WORK TO BE COMPLETED. Write out, unchanged, the lines from the one holding "Can you find the temple" to the close of the listing. Both the first and last lines belong in it.

DATASET EXTRACT.

· · · ·

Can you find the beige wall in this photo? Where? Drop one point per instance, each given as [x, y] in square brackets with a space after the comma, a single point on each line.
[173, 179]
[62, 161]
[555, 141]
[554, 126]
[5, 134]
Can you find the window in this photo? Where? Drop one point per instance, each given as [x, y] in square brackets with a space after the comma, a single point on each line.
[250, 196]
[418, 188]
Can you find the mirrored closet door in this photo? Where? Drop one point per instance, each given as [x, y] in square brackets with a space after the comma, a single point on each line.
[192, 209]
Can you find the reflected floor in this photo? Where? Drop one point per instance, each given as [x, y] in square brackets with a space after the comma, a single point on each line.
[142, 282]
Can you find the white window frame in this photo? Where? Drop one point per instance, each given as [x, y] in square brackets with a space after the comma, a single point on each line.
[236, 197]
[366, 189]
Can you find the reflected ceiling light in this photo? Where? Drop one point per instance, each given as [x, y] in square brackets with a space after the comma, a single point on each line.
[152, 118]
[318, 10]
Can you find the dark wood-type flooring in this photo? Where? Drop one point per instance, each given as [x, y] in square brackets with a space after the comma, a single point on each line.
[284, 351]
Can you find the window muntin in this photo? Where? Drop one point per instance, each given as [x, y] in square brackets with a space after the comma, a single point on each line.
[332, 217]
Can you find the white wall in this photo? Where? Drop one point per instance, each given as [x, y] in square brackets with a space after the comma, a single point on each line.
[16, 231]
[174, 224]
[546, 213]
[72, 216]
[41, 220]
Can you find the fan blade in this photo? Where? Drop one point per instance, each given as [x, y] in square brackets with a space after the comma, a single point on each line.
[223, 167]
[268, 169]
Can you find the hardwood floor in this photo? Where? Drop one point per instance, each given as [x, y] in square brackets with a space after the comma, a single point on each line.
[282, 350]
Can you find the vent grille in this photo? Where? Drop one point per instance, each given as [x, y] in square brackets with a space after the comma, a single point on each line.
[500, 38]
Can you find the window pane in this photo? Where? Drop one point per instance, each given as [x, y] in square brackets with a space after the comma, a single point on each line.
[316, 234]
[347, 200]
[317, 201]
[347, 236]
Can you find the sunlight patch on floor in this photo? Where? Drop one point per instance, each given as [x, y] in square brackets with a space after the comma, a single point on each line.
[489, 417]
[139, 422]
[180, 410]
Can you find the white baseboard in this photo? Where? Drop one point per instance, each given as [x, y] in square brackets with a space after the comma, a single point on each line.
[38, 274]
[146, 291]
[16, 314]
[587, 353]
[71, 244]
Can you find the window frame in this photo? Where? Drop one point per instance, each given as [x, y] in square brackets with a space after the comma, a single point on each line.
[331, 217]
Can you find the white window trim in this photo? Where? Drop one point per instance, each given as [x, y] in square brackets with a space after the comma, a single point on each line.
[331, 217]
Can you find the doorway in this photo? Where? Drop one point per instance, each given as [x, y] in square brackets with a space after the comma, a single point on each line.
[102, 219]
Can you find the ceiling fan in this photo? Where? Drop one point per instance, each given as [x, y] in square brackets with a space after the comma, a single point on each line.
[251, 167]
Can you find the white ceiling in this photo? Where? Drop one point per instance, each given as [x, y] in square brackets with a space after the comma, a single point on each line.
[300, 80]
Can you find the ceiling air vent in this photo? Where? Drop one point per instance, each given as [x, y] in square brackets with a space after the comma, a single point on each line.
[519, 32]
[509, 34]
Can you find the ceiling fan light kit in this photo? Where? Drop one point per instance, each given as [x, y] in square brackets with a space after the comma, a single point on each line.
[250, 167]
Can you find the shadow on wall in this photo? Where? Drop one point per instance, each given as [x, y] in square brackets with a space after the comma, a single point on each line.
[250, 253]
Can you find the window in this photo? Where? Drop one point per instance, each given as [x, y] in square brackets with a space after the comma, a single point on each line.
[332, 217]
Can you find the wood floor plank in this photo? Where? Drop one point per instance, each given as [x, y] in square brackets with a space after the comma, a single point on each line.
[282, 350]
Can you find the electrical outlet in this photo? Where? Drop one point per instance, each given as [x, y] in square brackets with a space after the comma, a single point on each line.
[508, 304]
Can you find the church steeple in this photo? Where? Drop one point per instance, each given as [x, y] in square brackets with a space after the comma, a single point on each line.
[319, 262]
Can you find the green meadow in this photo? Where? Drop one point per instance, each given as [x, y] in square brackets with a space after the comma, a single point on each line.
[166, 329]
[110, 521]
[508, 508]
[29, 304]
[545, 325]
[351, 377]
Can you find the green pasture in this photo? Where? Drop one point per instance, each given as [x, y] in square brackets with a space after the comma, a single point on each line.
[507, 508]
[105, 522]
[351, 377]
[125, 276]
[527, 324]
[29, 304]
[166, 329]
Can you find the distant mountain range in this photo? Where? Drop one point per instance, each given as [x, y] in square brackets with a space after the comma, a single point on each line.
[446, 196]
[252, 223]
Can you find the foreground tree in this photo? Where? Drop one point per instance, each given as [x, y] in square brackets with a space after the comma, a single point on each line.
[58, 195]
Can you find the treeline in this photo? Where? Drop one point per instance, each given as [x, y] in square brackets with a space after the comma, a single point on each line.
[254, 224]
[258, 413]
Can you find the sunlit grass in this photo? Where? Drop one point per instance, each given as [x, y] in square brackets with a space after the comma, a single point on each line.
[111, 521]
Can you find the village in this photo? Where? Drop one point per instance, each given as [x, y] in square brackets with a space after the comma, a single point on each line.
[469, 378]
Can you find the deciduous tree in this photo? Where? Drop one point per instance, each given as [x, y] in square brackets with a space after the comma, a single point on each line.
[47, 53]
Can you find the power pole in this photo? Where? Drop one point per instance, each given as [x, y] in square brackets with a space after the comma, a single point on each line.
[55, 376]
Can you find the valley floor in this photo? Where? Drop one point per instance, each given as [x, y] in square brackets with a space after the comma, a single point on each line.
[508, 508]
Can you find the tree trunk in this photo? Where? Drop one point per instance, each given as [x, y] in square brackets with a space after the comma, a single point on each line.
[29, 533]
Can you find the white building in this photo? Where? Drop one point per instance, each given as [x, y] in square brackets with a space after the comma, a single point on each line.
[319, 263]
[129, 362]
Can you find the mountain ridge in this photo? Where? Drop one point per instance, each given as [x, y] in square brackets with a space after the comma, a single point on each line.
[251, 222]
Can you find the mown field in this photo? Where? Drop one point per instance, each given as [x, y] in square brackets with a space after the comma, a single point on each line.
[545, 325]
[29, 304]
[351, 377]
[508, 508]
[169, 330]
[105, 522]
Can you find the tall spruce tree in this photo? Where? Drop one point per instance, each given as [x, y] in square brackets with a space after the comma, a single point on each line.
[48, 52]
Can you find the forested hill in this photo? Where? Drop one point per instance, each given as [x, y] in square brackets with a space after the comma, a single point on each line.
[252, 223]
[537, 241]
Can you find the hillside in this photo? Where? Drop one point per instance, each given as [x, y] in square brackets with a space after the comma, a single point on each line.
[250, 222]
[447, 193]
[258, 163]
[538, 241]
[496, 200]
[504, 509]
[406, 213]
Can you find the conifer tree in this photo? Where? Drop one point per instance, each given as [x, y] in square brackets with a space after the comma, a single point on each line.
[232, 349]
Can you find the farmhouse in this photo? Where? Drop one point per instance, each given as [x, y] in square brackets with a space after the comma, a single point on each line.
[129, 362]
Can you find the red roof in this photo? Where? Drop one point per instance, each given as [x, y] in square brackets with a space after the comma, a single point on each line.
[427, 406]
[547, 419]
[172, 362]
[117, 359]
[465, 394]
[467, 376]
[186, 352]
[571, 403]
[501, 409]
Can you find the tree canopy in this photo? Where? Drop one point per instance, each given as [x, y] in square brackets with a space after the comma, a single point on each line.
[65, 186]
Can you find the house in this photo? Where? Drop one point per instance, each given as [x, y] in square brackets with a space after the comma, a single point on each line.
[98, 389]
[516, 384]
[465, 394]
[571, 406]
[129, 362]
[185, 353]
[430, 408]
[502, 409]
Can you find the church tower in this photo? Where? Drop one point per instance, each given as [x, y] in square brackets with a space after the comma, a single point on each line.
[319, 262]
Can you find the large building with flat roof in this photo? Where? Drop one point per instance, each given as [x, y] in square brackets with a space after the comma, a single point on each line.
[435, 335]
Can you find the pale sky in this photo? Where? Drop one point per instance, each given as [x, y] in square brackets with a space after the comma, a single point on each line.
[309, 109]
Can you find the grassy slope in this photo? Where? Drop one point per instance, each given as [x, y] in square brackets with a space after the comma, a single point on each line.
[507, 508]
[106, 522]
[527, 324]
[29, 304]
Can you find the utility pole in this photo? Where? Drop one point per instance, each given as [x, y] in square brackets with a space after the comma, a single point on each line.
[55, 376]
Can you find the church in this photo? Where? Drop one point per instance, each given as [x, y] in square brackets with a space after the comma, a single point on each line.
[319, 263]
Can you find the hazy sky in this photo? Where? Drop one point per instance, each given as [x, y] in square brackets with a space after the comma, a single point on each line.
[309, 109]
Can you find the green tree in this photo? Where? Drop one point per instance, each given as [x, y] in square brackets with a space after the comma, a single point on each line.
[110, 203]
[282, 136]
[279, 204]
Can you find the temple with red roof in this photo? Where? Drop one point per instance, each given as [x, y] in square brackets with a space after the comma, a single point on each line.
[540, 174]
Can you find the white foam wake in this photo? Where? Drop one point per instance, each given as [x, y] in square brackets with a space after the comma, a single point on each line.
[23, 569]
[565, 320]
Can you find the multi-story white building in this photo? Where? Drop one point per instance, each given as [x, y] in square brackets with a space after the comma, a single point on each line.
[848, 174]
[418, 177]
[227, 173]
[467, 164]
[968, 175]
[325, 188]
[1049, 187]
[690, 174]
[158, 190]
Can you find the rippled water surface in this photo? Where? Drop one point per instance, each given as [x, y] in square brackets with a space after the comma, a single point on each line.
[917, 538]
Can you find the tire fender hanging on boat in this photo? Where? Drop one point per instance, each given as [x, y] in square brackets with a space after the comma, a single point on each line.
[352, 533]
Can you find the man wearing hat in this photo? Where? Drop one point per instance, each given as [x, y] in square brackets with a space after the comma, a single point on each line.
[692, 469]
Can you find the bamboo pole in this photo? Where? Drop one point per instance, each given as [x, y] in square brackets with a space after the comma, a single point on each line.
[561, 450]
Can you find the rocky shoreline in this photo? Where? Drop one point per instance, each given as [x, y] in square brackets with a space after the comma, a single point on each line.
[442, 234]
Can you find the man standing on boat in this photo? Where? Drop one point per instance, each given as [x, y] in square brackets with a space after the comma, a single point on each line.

· · · ·

FULL RESPONSE.
Can you find the temple with red roof in this photo? Where? Drop one point per instance, each given as [x, y] in square brackets with a space after the comma, a single point on each line.
[540, 174]
Can you find the white foam wake in this photo? Where? Drop one point per instance, each given as [x, y] in square brackets with a space after the comma, a single point on each line.
[23, 569]
[565, 320]
Can you find the multi-story white building in this photo? Where? Drop one point per instance, each given as [x, y] in square brackets with a space after the comma, a single point on each line.
[848, 174]
[418, 177]
[227, 173]
[467, 164]
[968, 175]
[325, 188]
[1049, 187]
[690, 174]
[158, 190]
Can you find the rippled water surface in this photo? Where? Drop one point per instance, each given as [x, y] in square brackets with a space after the comma, a single point on each line.
[917, 538]
Can you find the tire fender hanging on boat in this photo? Where? Drop one point per instance, each given as [x, y] in square brackets with a space after the comma, a single point on each line.
[352, 533]
Can you find the man wearing hat in this photo? Where? Drop one point per instance, each given as [x, y] in square brackets with a space after the comma, a single point on each line.
[692, 469]
Can you find the bamboo pole in this photo? Where? Drop one point per instance, each given as [x, y] in square brackets with a space after the comma, a single point on each line.
[561, 450]
Can you find the rocky shoreline in this photo? Where? Drop one point per instance, each given as [x, y] in square brackets with a space after the comma, a single point on each line.
[442, 234]
Can you find the man standing on boat in this photo? Where? Drop one point per instance, each given as [x, y] in square brackets with a space after the comma, a single point on each line.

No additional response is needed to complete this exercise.